[start Document]
分布式存储系统
Introduction
Before Learning
The following lists some knowledge that you should know before in my viewpoint.
- Preliminaries
- Principles of Computer Organization: Memory and computer architecture(e.g. von neumann)
- Principles of Database
- Computer Networks: We may learn network-attached storage
- Operating Systems: especially
Linuxfile system and memory scheduling
Brief History of DSS
- DAS (Direct-Attached Storage): using cables (e.g. SCSI) to connect to server internal bus (one-storage-to-one-host) >> non-shared, poor scalability
- FAS (Fabric-Attached Storage):
- NAS (Network-Attached Storage): shared network storage providing data storage service >> I/O bottleneck
- SAN (Storage Area Network): access data through dedicated Fibre Channel(光纤) switches, protocol like ISCSI, FC
Issues: 1. Performance grows by controller, scalability drop down at
PBlevel data; 2. time-consuming in transferring data from old device.
Distributed Storage
Def. Distributed Storage is to separate all the data into multiple storage servers, which form one virtual storage device.
Benefits
- improve system reliability
- accelerate I/O efficiency
- better scalability
- support hierarchical storage
Metrics to measure storage performance
- Bandwidth: theoretic throughput (data transferred per second)
- Delay: time for a specific operation
- Throughput: data transferred per second
- IOPS (Input/Output Operations Per Second)
Measurement Tools
- FIO(flexible I/O tester): simulate I/O overhead in different cases, supporting random read/write, asynchronous I/O, etc.
Software Defined Systems
- Stem from Google File System (Google, 2003)
- Core: Using software only to manage x86 machines to form a distributed system
- Separate Meta and Data, where Meta is the core component in the system to manage plenty of chunk server(节点)
Two SDS Architectures: Centralized vs. Distributed
Similarity
- Both aim at allocating data equally into all disks
- of course, distributed systems have all disks in multiple nodes(chunk servers), but the centralized one have them in one place.
[end Document]
• [Directive A]
Quote the distributed storage notes starting at "- Delay: time" and ending at "asynchronous I/O, etc.".
• [Directive B]
Extend the notes on distributed storage systems, continuing on from their final line.
[start Given data]
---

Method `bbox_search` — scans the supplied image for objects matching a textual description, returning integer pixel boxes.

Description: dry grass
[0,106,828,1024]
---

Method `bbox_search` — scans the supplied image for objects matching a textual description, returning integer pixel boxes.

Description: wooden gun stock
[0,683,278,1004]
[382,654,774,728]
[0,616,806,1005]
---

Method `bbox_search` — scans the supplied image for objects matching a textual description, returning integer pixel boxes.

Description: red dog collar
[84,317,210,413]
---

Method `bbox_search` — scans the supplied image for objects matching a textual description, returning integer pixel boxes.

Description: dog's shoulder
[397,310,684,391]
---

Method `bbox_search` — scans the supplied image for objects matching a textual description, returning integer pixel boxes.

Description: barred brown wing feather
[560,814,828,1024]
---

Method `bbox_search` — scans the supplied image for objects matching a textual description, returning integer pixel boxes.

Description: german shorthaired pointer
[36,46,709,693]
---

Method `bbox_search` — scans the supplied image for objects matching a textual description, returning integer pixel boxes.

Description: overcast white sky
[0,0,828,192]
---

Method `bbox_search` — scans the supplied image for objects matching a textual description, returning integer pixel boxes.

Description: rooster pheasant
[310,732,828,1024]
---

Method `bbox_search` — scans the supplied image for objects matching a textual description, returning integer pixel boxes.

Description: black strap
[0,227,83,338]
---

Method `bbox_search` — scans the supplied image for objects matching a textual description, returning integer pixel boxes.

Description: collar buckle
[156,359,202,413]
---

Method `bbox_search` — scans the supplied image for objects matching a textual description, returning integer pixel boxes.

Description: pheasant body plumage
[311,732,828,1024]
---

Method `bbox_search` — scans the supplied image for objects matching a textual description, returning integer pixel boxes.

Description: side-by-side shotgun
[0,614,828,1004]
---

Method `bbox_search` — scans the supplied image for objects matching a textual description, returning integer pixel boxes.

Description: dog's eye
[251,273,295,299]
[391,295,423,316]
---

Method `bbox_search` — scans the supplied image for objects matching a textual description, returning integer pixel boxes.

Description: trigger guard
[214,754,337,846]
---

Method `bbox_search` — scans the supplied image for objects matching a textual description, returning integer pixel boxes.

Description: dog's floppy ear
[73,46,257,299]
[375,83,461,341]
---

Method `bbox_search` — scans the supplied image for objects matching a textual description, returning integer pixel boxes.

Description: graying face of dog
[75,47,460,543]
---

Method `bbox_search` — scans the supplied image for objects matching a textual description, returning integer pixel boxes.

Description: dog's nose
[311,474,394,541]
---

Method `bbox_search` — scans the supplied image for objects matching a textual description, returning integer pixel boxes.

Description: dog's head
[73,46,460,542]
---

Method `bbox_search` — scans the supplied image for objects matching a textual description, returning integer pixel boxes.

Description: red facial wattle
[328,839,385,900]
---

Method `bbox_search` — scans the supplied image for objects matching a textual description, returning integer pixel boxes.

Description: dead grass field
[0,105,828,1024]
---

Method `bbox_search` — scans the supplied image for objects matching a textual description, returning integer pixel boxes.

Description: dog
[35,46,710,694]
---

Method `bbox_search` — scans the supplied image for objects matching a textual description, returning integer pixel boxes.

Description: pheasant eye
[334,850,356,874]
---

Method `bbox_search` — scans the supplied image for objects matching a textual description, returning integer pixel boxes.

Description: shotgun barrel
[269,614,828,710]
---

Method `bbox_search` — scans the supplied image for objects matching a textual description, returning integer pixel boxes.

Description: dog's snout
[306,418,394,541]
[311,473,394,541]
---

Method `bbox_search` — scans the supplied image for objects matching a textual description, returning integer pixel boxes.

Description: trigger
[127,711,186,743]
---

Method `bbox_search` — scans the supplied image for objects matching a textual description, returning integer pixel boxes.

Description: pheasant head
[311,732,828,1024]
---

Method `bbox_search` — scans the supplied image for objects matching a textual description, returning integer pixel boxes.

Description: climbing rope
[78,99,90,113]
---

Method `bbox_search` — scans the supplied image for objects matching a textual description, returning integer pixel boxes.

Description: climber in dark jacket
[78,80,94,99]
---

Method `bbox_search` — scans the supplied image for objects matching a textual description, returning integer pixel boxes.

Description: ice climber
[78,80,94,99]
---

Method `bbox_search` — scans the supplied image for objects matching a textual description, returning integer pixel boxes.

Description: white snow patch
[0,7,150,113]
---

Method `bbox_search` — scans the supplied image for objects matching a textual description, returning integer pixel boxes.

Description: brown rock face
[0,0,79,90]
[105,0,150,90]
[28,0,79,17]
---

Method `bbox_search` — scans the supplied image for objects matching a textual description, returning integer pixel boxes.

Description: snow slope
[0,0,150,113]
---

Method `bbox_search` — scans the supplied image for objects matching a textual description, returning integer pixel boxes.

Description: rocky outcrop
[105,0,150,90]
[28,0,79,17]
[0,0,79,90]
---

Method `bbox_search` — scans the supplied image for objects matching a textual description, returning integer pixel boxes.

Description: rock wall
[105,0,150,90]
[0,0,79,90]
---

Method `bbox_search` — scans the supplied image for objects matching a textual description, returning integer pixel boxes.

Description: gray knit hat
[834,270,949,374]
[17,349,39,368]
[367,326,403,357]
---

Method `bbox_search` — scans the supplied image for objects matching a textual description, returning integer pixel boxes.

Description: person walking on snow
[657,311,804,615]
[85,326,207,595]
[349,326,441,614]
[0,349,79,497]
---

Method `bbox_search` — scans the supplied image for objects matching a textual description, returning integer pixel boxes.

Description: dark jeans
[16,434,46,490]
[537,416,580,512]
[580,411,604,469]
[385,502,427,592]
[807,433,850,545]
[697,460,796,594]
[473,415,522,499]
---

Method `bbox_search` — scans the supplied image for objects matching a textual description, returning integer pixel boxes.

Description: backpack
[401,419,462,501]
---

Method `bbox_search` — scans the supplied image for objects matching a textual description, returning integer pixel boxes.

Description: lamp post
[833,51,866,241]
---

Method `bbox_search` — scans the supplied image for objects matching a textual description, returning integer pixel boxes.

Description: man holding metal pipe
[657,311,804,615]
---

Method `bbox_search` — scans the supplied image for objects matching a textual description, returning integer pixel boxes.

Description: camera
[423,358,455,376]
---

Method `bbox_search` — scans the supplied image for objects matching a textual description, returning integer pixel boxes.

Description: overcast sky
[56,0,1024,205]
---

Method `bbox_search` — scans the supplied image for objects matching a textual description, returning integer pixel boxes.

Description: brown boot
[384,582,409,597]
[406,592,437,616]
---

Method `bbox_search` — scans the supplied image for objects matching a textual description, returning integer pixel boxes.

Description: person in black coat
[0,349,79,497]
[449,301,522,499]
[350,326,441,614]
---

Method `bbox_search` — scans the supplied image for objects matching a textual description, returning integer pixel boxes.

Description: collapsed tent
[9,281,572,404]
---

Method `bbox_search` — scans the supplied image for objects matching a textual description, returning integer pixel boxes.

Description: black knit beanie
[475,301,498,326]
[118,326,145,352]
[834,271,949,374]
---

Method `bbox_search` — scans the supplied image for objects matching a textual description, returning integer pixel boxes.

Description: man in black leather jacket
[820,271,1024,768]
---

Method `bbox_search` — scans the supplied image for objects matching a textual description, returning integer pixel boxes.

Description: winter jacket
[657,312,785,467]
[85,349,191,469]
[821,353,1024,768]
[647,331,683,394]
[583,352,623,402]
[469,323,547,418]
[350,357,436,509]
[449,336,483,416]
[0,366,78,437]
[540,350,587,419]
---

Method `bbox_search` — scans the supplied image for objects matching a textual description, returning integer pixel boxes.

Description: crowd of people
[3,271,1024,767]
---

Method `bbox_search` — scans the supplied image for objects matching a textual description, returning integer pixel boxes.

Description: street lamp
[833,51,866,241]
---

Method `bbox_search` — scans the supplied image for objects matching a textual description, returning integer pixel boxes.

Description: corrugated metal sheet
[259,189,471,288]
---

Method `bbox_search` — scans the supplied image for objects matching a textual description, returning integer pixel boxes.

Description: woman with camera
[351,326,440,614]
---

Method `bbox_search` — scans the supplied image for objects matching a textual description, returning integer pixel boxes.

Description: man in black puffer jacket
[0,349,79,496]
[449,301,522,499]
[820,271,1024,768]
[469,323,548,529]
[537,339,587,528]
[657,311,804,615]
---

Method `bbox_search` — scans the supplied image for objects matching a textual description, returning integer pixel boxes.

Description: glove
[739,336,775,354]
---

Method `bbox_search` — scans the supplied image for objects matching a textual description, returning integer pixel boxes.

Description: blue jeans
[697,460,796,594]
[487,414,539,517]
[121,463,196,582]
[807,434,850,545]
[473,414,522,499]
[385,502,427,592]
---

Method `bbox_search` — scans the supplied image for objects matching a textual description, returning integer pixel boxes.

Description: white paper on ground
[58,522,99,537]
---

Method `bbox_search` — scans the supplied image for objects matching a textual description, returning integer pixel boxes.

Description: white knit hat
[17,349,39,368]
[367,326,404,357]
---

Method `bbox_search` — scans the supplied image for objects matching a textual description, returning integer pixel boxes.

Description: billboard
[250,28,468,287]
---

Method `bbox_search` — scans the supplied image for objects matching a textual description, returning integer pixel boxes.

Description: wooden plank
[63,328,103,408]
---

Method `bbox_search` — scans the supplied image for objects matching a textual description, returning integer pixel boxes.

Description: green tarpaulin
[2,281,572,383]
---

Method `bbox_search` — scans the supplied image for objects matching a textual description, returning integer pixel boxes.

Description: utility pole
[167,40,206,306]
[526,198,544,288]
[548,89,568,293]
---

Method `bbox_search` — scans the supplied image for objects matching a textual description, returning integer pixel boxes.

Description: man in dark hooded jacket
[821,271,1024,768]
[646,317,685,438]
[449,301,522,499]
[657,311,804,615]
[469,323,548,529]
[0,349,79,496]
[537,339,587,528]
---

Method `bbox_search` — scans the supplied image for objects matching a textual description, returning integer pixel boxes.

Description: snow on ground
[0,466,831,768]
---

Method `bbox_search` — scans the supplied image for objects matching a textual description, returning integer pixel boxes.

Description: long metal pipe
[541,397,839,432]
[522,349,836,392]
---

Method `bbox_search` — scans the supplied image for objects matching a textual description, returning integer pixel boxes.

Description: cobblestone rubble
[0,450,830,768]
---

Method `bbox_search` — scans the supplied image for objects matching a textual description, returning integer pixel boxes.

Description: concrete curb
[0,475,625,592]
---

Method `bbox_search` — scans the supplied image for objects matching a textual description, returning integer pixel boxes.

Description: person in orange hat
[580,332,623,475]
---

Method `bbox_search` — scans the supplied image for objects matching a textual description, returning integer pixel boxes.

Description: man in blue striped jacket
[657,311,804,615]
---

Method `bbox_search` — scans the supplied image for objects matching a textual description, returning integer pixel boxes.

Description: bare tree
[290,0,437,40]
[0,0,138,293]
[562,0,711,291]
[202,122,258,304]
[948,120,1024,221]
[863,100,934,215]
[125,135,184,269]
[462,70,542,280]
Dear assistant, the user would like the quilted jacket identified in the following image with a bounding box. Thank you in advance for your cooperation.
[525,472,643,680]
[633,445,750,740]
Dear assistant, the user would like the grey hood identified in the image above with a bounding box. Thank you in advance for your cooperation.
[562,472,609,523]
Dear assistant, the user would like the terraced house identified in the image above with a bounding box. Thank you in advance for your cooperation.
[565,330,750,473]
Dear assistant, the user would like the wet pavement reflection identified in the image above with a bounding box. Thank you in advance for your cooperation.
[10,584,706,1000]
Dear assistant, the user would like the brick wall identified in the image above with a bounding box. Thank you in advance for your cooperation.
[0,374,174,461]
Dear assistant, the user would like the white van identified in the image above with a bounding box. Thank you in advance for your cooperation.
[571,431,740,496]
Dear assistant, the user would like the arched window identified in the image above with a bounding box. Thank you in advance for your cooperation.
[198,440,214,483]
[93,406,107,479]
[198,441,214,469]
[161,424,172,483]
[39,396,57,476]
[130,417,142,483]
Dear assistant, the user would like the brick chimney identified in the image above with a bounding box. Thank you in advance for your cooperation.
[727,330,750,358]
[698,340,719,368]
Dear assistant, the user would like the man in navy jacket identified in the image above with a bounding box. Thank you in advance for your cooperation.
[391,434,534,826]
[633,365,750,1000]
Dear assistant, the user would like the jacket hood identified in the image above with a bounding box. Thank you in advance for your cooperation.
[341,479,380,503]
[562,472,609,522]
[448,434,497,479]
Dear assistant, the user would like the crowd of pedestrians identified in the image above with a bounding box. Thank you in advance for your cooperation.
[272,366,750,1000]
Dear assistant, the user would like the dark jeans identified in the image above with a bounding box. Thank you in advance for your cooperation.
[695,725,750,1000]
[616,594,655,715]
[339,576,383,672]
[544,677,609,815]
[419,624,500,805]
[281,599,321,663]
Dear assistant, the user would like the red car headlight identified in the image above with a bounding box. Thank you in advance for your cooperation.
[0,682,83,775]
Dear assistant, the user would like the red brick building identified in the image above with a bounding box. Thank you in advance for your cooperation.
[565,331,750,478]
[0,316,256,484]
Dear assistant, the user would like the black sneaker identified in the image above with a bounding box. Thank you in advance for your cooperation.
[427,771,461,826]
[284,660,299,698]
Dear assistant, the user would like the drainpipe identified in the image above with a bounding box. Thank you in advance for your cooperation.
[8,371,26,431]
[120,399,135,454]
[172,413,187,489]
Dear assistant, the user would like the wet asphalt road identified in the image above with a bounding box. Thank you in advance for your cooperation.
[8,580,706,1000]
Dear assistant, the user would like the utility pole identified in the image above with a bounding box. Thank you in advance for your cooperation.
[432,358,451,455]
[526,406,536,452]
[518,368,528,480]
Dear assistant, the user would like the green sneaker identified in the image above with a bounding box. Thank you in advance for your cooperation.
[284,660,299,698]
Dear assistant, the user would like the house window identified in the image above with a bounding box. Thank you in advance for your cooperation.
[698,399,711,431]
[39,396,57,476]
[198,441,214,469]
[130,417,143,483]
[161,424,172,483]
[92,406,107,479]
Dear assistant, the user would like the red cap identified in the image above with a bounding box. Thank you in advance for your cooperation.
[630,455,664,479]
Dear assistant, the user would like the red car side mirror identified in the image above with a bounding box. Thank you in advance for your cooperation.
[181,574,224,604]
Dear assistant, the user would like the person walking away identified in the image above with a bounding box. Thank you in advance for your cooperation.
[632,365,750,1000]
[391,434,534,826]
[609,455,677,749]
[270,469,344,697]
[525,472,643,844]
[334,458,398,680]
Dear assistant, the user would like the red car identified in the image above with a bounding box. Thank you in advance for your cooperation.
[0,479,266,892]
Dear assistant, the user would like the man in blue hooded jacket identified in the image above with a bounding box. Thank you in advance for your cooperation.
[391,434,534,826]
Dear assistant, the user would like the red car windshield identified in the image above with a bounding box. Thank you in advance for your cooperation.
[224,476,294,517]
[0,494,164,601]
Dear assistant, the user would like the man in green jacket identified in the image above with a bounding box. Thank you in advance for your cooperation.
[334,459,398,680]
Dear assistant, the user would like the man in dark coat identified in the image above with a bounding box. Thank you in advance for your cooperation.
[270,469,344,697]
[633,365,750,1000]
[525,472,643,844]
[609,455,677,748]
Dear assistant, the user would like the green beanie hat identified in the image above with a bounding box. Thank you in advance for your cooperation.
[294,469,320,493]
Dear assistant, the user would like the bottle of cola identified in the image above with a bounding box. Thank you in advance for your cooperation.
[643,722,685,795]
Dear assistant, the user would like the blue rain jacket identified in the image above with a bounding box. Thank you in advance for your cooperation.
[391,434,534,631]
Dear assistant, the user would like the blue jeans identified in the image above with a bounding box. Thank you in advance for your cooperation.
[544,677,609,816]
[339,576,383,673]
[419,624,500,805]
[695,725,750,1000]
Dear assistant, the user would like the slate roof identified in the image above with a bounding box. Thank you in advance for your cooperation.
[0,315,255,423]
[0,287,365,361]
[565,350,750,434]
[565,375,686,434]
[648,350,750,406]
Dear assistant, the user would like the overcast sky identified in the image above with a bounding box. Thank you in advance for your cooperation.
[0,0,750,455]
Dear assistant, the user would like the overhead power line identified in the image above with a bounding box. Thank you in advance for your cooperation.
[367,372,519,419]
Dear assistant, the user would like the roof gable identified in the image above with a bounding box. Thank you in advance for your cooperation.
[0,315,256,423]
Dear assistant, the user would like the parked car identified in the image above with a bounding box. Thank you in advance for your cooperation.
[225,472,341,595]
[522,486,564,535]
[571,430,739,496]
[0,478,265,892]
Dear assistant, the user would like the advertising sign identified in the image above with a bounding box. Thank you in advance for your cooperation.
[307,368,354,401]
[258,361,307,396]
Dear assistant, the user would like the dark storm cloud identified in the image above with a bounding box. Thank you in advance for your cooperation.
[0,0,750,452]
[end Given data]
• [Exercise output A]
- Delay: time for a specific operation
- Throughput: data transferred per second
- IOPS (Input/Output Operations Per Second)
Measurement Tools
- FIO(flexible I/O tester): simulate I/O overhead in different cases, supporting random read/write, asynchronous I/O, etc.

• [Exercise output B]
Difference
| Centralized Storage | Distributed Storage | |
|---|---|---|
| Protocol | block, file | block, file, object |
| Scene | Database, Virtualization | Database, Virtualization, Big Data, plenty of unstructured data |
| Scalability | Controller: 2-16, SSD: 1-12 | 1024 nodes |
| Performance | low delay | high concurrency |
| Reliability | RAID + BBU bateries | multi-copy |
| Locate Algorithm | Strip algorithm / Pseudo random | Pseudo random CRUSH algorithm |
| Application(Instances) | Google GFS, HDFS | Ceph |
Some of the concept mentioned above:
Block storage, file storage and object storage
| Block storage | File storage | |
|---|---|---|
| Principle | divide disk into blocks, then format blocks into an LUN(logic unit number) and mounted to server OS as a disk | store data by hierarchical directory,and accessed by file path |
| Protocols | iSCSI, FC(fabric channel) | NFS(network file system) |
| Pros | low delay, high IOPS | multi-user access at the same time |
- Object storage: combine advantages of block and file
- using key-value for management, easy for locating and operating data
- have no directory, resulting in high retrieving performance
Key difference: they serve different client
Block storage: systems who read/write at block device
File storage: human
Object storage: others such as software
Recall: DAS, NAS and SAN. DAS, SAN use block storage, while NAS use file storage.
Strip algorithm & CRUSH algorithm
Strip algorithm: divide data into strips, and store them in different disks. They seems continuous logically, but phisically they are not.
- Concept
- Strip length: describes how many blocks are stored in one strip
- Strip depth: describes how many strips are stored in one disk
- Advantage:
- high performance: parallel read/write
- high capacity: data can be stored in multiple disks
- high reliability: applying
RAIDto protect data
CRUSH(Controlled Replication Under Scalable Hashing): a pseudo-random algorithm to locate data in distributed storage system.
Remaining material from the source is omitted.